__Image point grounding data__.
◆ ◆ ◆ ◆ ◆

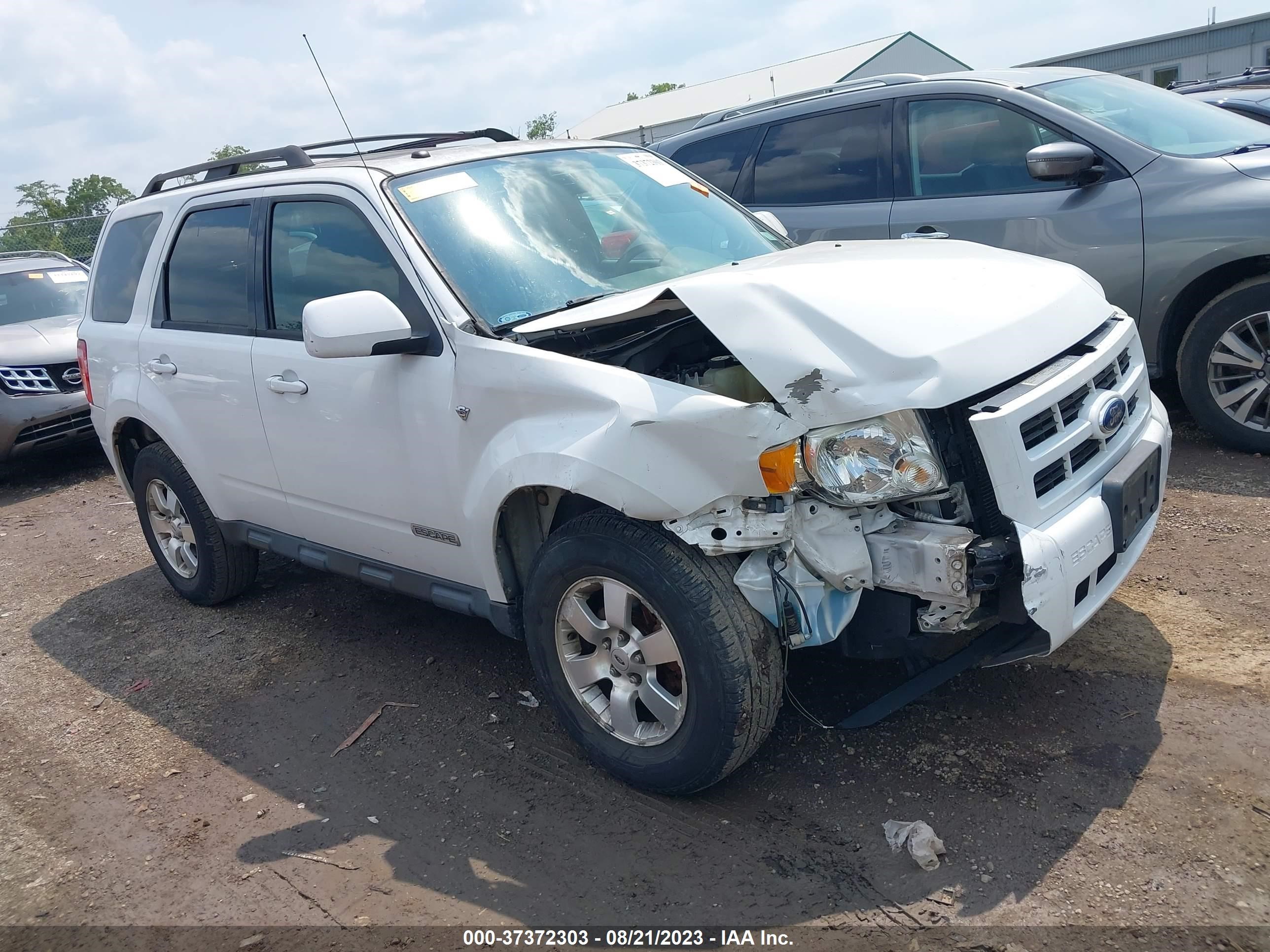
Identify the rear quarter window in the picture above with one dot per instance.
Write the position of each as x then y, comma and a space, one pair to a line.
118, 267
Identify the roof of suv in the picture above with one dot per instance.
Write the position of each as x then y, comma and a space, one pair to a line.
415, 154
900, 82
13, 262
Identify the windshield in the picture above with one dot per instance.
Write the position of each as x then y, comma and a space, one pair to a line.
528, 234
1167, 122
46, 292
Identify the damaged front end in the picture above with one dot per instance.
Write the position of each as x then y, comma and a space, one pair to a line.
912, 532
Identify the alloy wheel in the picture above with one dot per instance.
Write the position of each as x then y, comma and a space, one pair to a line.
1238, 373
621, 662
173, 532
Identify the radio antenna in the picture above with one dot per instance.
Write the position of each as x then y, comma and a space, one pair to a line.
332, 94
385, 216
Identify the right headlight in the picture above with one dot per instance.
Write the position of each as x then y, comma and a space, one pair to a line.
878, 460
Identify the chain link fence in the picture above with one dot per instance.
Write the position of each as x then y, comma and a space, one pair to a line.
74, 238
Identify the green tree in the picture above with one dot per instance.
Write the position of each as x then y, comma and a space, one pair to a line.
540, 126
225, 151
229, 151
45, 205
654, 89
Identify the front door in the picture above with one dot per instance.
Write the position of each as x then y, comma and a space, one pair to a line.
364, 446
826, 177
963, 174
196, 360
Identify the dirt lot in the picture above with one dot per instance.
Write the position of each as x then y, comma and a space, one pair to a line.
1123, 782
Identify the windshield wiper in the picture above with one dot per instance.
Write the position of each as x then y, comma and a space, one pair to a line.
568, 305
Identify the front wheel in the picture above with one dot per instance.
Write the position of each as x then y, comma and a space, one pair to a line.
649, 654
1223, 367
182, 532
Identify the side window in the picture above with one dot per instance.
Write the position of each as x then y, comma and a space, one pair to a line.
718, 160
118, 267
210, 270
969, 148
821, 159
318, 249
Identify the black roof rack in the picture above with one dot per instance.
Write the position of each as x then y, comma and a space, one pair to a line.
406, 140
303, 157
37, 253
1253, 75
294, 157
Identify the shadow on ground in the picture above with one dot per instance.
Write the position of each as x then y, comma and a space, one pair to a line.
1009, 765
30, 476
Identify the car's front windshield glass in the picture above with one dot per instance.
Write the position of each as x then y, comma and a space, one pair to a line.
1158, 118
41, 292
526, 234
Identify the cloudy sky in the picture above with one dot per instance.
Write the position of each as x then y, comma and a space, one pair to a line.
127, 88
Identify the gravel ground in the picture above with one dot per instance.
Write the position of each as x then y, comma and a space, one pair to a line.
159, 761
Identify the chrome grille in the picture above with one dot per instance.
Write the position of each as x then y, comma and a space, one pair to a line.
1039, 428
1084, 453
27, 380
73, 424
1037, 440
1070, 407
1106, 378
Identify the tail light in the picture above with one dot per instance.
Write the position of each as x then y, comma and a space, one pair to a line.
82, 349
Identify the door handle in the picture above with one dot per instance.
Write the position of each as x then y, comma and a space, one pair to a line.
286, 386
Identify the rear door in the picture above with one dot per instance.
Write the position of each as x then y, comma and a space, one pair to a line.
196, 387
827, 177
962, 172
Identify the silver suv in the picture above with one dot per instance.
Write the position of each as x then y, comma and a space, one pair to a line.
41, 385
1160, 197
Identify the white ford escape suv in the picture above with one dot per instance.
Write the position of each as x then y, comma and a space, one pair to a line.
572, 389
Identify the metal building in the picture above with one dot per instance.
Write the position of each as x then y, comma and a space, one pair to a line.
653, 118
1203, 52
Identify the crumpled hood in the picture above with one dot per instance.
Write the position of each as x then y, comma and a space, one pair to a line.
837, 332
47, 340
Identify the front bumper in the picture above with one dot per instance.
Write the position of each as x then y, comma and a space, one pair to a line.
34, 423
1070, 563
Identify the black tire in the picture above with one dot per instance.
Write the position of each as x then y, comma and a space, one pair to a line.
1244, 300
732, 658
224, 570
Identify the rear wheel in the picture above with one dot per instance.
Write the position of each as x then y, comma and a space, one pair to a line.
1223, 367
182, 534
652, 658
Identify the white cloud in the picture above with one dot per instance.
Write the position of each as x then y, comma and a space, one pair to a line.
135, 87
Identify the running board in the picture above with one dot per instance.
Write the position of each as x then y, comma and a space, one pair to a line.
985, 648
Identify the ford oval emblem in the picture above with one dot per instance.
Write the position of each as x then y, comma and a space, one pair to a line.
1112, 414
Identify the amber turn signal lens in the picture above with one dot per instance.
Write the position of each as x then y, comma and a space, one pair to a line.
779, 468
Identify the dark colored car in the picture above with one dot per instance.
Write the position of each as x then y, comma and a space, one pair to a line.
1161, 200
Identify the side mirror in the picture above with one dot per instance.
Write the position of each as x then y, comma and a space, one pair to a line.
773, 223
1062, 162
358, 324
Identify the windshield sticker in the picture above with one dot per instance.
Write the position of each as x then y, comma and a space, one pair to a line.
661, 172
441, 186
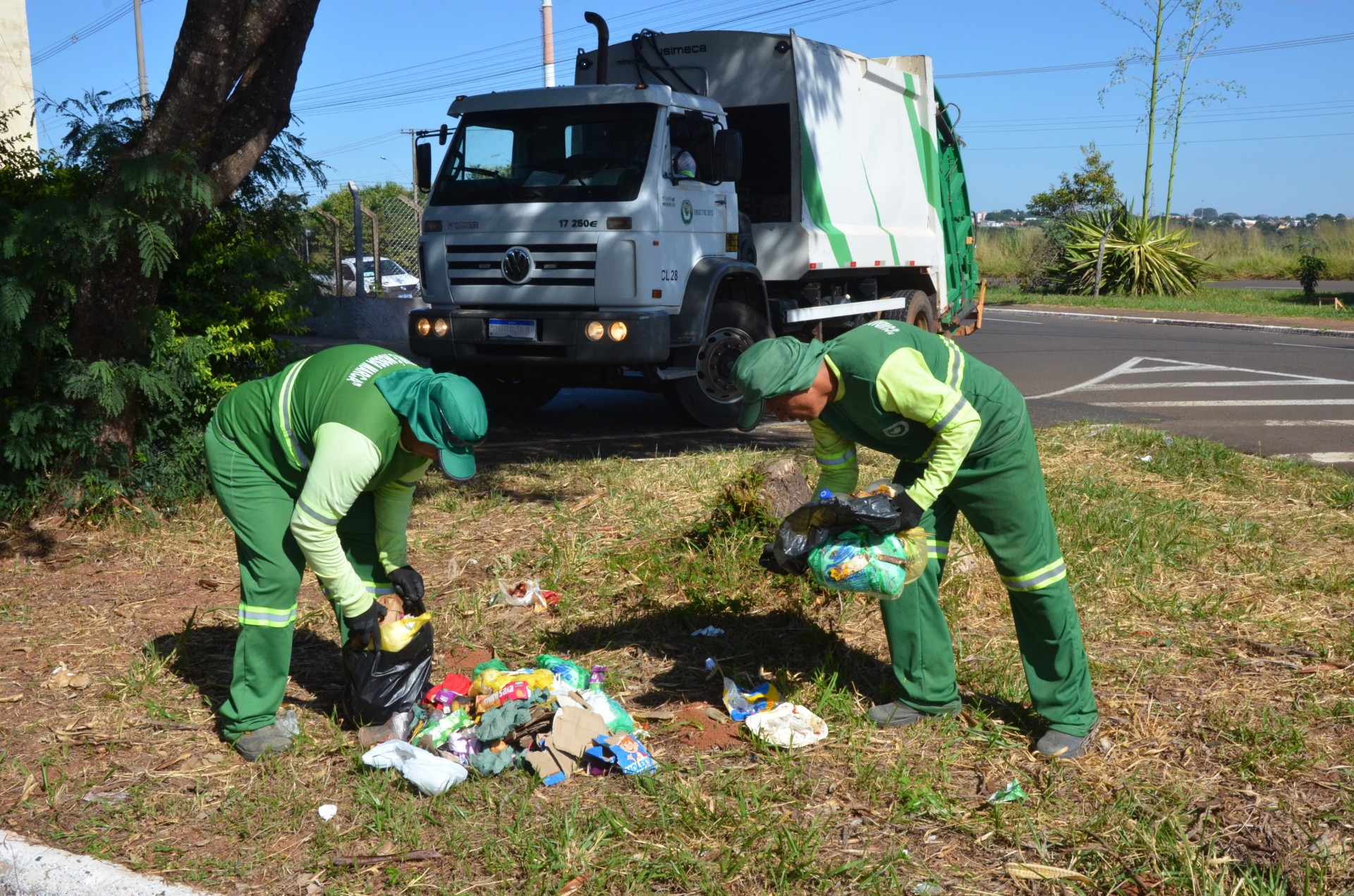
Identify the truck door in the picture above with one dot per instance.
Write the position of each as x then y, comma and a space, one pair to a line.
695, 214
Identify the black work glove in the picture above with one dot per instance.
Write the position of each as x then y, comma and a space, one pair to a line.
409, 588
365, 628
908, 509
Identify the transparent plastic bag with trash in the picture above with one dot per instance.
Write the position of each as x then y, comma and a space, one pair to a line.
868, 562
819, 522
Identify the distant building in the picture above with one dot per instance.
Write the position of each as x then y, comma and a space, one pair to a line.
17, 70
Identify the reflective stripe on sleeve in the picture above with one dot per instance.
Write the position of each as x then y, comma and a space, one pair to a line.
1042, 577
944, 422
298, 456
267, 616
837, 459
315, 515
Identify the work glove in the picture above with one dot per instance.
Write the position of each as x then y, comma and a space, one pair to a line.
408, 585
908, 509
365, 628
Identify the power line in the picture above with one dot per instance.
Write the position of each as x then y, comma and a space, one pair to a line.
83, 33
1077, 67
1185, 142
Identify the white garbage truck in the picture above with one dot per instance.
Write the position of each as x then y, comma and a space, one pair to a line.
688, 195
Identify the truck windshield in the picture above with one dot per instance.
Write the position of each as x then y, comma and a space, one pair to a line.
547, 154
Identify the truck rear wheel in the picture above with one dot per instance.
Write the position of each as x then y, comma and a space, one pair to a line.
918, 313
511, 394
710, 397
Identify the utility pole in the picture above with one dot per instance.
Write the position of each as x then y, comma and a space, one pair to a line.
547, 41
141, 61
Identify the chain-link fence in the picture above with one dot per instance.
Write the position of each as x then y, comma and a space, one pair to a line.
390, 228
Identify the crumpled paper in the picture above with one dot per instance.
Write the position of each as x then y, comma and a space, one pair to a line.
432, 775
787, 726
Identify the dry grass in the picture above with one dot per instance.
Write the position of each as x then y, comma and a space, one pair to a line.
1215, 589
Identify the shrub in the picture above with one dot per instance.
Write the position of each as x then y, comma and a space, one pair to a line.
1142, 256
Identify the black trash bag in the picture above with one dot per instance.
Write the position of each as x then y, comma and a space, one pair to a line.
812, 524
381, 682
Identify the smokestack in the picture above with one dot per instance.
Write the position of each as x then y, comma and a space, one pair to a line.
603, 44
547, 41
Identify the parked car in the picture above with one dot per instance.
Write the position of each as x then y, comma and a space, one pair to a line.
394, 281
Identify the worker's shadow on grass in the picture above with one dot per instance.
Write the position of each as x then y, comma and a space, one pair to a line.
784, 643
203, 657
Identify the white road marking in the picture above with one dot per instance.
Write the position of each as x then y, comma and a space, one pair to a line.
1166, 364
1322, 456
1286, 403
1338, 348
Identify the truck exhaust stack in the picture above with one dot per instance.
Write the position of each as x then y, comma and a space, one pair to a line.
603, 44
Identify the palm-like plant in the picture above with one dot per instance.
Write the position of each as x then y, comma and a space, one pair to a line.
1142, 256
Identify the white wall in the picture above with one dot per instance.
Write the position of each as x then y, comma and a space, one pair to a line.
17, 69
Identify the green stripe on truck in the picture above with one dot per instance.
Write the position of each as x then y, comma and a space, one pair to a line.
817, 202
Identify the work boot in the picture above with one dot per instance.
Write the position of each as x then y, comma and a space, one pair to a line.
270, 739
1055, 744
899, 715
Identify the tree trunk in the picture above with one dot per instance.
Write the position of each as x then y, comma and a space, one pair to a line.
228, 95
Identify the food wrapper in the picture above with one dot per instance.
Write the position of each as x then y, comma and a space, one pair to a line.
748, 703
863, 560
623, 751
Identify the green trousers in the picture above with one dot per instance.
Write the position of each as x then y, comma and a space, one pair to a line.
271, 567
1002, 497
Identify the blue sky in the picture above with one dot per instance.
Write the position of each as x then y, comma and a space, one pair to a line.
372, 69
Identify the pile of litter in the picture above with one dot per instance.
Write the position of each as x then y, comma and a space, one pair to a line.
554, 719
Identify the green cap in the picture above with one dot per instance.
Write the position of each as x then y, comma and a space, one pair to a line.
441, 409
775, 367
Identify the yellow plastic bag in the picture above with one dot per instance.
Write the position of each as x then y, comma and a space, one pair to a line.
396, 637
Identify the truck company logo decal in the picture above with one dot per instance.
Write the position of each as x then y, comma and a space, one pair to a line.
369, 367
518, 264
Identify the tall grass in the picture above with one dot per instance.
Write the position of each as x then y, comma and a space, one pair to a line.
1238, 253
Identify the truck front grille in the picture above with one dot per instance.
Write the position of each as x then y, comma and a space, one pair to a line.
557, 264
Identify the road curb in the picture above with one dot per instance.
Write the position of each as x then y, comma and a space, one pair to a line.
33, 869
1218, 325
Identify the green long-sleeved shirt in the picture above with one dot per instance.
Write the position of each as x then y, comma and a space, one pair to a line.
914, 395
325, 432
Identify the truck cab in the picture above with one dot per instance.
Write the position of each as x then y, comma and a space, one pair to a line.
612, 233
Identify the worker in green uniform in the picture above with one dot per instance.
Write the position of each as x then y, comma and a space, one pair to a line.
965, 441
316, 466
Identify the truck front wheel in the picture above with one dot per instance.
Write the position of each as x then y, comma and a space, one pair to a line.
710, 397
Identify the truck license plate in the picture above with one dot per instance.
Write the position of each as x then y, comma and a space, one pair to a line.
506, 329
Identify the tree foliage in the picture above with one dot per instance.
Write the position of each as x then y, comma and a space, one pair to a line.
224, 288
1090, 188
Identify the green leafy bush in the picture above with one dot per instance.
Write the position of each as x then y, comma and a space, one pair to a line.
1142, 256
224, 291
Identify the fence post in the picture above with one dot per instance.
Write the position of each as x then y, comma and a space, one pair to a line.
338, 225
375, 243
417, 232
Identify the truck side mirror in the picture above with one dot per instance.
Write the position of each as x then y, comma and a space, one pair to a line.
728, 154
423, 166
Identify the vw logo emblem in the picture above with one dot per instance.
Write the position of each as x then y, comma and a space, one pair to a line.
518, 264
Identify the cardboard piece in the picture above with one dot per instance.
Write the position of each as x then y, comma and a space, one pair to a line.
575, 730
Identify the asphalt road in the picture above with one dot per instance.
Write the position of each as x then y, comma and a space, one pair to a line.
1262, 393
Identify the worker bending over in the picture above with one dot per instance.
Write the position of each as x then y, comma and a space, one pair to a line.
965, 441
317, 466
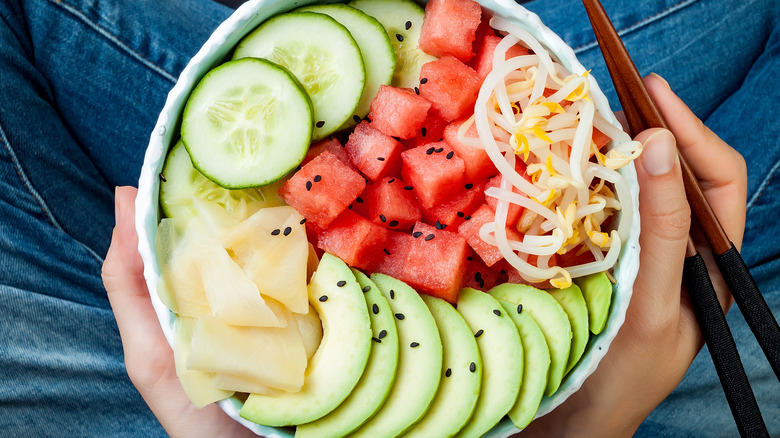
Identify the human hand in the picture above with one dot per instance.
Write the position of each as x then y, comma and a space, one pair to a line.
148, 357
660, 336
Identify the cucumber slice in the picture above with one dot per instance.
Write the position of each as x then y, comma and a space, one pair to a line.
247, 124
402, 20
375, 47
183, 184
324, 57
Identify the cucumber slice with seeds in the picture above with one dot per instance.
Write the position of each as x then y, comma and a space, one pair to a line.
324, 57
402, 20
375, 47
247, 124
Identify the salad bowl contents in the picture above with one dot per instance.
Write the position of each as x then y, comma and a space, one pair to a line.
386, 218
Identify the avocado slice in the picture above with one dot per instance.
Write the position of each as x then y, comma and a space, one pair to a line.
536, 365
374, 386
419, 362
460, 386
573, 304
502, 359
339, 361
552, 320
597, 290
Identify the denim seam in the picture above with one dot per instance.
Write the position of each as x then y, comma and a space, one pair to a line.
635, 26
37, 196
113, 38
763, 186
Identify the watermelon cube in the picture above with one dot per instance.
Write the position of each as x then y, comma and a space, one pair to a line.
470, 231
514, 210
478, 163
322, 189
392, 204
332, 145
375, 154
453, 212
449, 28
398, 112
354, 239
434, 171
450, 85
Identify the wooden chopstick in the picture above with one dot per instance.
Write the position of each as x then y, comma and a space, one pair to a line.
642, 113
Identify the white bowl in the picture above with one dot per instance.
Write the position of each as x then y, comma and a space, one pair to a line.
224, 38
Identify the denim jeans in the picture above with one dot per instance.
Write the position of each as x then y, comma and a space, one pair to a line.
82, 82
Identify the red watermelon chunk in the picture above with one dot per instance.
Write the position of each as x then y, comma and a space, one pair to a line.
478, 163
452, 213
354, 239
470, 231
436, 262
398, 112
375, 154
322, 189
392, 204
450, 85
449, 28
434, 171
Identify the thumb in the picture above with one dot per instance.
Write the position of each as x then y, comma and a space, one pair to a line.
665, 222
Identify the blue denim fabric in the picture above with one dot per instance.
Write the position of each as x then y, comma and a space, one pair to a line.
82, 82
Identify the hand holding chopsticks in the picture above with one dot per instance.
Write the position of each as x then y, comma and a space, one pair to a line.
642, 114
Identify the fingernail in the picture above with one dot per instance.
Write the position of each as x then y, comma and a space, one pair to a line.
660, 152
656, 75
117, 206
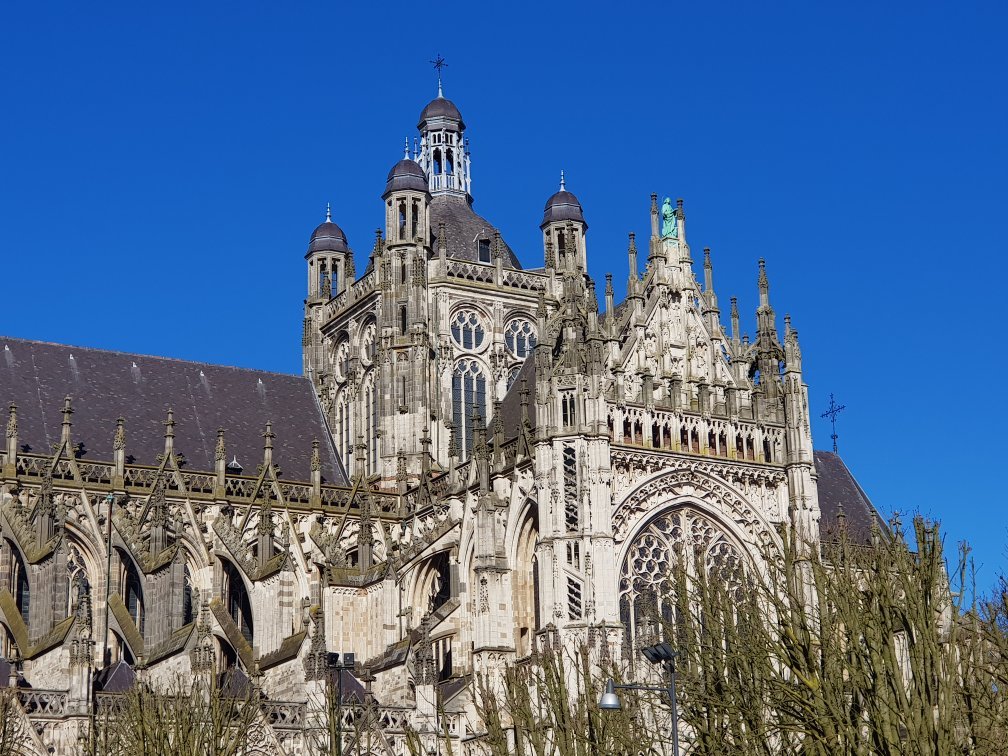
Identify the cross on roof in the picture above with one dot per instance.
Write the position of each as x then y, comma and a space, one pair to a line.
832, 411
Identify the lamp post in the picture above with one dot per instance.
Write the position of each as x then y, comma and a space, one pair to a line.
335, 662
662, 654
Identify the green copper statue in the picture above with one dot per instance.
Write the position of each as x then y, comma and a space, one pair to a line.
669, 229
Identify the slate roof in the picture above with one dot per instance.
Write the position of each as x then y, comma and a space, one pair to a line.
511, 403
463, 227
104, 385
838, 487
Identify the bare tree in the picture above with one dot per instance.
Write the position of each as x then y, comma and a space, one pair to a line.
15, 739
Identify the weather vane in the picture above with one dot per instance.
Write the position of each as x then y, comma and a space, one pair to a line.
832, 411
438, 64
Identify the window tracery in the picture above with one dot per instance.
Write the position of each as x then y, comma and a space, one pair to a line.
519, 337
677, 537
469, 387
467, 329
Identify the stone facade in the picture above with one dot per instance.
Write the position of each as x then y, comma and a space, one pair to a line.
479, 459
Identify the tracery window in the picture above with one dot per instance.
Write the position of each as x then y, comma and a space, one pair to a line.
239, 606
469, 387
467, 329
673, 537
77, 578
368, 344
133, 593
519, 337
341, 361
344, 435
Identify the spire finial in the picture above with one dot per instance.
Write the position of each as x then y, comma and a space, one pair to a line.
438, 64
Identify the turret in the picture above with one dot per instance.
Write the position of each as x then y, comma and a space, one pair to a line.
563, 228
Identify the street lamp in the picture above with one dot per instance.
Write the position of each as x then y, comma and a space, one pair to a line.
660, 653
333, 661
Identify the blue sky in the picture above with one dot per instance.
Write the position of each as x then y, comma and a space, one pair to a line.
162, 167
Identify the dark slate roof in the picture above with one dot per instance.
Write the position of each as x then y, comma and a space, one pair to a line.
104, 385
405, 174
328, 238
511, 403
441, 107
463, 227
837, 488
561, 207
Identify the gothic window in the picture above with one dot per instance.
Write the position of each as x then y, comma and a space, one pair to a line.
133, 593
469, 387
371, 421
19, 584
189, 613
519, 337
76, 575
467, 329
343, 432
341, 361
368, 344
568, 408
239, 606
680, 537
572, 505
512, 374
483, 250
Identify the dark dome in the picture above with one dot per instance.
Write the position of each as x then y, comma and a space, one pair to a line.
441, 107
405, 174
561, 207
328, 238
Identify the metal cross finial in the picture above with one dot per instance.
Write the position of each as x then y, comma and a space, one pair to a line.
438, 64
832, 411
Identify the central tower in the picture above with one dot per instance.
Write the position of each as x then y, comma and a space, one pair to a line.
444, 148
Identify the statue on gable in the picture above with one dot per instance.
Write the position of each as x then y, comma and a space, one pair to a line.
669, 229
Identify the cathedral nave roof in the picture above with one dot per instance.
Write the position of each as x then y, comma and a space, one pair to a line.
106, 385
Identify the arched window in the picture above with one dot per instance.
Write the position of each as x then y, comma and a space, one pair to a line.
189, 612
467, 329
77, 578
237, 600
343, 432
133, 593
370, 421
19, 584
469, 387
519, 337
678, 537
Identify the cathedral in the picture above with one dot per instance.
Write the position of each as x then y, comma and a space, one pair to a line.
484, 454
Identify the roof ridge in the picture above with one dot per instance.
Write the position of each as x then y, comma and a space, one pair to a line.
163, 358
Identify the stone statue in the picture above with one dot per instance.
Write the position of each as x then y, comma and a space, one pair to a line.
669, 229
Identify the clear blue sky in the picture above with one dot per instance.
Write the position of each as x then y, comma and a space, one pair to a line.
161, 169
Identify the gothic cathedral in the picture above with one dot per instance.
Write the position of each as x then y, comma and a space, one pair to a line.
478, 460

◆ ◆ ◆ ◆ ◆

__The problem__. Search the data for "building". Copy each line that has it.

__Response to the task__.
Identify the metal building in the picture above with one dot per instance.
Identify the distant building in the picture above with one dot per instance.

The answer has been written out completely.